Next, we will define our test function to validate our model on our test dataset.

In [15]:
def test(model, test_loader, device):
    model.eval()
    criterion = nn.CrossEntropyLoss()
    losses = []
    top1_acc = []

    with torch.no_grad():
        for images, target in test_loader:
            images = images.to(device)
            target = target.to(device)

            output = model(images)
            loss = criterion(output, target)
            preds = np.argmax(output.detach().cpu().numpy(), axis=1)
            labels = target.detach().cpu().numpy()
            acc = accuracy(preds, labels)

            losses.append(loss.item())
            top1_acc.append(acc)

    top1_avg = np.mean(top1_acc)

    print(
        f"\tTest set:"
        f"Loss: {np.mean(losses):.6f} "
        f"Acc: {top1_avg * 100:.6f} "
    )
    return np.mean(top1_acc)


**Training the network**

In [None]:
from tqdm.notebook import tqdm

for epoch in tqdm(range(EPOCHS), desc="Epoch", unit="epoch"):
    train(model, train_loader, optimizer, epoch + 1, device)



Epoch:   0%|          | 0/20 [00:00<?, ?epoch/s]

	Train Epoch: 1 	Loss: 2.847210 Acc@1: 13.253732 (ε = 12.14, δ = 1e-05)


**Test network on test data**

In [None]:
top1_acc = test(model, test_loader, device)

> **Direction**
Translate this sentence from the model-training notebook into Spanish: "Next, we will define our test function to validate our model on our test dataset."

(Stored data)

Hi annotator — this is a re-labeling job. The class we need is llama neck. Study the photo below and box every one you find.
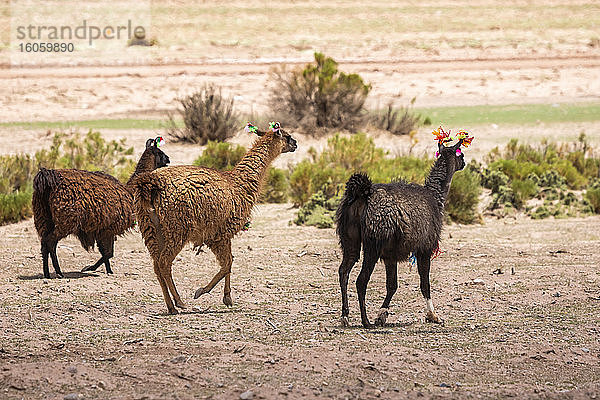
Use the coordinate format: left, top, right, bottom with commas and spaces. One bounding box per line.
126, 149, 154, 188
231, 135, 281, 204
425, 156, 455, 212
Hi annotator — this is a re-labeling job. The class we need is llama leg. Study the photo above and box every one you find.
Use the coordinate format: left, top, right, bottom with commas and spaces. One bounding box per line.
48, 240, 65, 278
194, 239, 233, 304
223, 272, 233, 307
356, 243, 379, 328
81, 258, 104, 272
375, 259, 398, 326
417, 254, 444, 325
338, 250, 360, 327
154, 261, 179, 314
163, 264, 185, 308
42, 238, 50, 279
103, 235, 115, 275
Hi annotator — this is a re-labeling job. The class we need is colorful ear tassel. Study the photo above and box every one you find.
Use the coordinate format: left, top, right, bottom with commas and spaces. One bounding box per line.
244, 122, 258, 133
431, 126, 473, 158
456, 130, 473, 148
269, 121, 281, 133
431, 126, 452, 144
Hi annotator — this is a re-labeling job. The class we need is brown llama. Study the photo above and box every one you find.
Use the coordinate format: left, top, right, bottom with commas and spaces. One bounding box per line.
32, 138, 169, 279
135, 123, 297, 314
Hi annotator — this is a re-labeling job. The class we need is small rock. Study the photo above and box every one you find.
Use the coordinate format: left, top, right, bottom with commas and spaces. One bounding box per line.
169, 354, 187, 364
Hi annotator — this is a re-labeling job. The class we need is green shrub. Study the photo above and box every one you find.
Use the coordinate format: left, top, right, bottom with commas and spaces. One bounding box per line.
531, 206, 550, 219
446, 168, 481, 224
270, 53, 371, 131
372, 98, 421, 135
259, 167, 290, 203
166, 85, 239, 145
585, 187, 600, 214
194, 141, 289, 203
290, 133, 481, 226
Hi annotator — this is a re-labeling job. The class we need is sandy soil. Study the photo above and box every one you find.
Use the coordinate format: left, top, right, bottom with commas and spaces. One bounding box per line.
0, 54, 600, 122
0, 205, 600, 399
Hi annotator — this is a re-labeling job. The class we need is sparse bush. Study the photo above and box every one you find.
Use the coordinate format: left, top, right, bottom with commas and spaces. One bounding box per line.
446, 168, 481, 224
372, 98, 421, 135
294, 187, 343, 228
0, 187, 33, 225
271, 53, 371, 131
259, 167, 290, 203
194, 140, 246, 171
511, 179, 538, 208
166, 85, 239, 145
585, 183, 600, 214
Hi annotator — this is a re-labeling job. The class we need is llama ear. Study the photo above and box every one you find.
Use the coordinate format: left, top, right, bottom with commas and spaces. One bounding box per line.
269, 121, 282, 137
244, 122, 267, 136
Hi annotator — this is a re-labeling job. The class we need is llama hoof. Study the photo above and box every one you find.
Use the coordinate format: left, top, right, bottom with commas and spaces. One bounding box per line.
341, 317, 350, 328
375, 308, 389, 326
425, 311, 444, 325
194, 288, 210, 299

---

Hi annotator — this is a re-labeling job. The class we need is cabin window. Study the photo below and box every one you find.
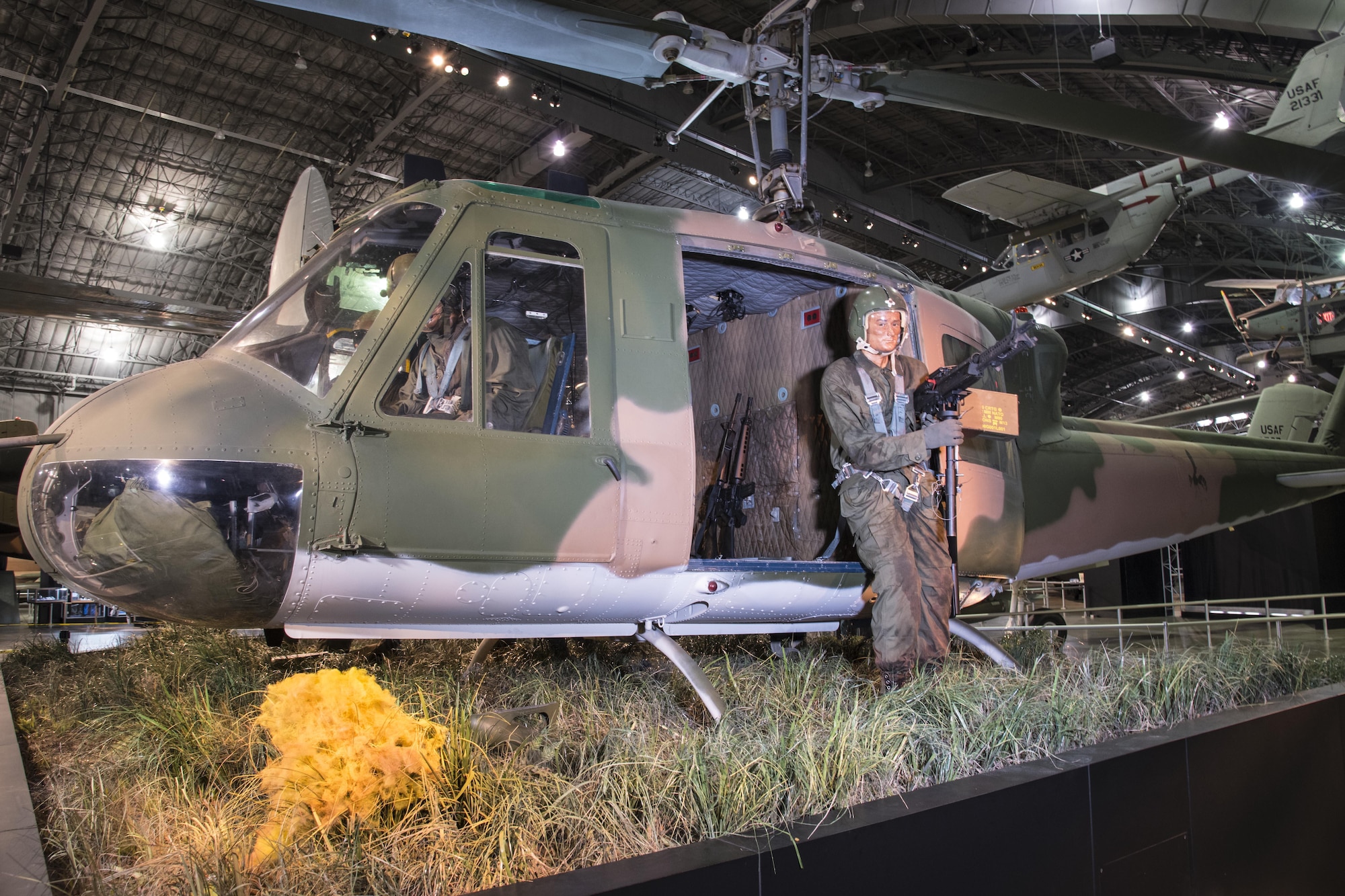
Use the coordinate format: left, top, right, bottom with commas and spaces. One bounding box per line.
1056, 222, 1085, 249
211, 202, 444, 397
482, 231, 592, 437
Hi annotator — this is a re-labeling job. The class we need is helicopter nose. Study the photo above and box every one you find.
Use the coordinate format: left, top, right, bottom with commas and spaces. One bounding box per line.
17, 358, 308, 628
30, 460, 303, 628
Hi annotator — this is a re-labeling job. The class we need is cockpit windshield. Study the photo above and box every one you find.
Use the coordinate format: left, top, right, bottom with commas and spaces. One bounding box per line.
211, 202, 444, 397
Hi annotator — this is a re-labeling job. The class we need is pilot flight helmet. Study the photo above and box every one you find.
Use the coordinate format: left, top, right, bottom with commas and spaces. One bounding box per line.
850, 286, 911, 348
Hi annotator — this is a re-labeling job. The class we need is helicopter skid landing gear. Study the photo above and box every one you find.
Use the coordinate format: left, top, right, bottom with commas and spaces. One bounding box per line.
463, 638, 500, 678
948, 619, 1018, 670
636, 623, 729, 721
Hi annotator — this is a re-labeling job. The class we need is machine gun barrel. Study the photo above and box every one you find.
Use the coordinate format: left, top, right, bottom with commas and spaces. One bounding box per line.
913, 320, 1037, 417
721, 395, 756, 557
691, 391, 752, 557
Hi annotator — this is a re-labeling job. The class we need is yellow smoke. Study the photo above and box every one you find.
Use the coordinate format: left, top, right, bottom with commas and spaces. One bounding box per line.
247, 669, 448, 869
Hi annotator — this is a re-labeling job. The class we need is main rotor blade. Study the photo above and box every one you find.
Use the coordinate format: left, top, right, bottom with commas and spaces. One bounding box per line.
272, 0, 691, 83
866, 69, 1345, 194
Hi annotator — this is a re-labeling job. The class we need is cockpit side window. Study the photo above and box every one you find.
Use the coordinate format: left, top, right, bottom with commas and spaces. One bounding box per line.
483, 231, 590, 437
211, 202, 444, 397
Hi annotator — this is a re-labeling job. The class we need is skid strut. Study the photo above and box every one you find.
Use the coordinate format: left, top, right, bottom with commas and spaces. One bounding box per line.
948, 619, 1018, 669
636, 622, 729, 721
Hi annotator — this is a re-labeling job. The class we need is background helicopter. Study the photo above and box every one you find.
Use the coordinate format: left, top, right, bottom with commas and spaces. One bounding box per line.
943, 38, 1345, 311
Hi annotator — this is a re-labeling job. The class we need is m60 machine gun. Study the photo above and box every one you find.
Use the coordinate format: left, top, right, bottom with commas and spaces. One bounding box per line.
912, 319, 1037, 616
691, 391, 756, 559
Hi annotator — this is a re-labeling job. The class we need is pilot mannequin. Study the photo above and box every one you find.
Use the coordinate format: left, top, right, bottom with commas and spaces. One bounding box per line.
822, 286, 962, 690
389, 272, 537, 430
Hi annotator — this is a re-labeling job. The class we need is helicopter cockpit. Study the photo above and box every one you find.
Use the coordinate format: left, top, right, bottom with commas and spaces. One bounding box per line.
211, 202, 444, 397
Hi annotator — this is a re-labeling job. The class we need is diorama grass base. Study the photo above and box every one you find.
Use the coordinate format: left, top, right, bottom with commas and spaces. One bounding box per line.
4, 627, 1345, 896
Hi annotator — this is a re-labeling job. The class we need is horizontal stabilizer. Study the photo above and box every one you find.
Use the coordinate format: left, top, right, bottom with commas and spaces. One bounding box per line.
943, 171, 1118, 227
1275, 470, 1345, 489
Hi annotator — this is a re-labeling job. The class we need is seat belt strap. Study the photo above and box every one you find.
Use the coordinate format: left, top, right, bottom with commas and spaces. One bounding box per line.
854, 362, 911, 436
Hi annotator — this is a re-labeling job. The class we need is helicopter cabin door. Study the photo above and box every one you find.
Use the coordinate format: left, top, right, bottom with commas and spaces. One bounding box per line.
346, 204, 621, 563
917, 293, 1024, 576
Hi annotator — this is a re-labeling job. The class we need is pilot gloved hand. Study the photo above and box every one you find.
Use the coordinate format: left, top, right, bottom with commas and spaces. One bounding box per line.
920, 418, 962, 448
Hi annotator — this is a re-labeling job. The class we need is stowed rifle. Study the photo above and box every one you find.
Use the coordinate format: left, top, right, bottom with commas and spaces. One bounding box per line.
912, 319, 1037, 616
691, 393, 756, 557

> **Solution for this task**
A continuación, definiremos nuestra función de prueba para validar nuestro modelo en nuestro conjunto de datos de prueba.